- Required task -
Copy each of the following records line for line, with no changes.

- Entries -
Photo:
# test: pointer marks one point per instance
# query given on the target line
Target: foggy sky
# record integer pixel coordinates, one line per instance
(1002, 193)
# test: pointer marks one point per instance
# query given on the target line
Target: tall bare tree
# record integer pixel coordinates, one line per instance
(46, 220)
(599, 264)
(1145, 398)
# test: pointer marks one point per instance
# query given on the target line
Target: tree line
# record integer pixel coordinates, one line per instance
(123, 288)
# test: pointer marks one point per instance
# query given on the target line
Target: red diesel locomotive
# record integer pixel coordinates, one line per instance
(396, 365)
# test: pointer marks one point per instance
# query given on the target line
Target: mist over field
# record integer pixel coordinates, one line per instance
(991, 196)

- Full response -
Photo:
# test: pointer marks one point per instance
# query given on the target line
Target: foggy sky
# record integer pixel coordinates, one line per instance
(1002, 193)
# test: pointer marks one point per instance
# query given on the target line
Target: tall bare tree
# record integer pixel coordinates, one line per instance
(46, 220)
(599, 264)
(1145, 398)
# test: pointer marks one point per instance
# query given on the target line
Target: tree line
# record integer pixel coordinates, one line per instance
(123, 288)
# test: pointer marks one point per instance
# query given on the target line
Target: red diesel locomotive
# record integer pixel coordinates, one line per instance
(396, 365)
# test: pointer marks one point per instance
# query given on the target line
Target: mist over field
# record integer pixel coordinates, one line per instance
(991, 196)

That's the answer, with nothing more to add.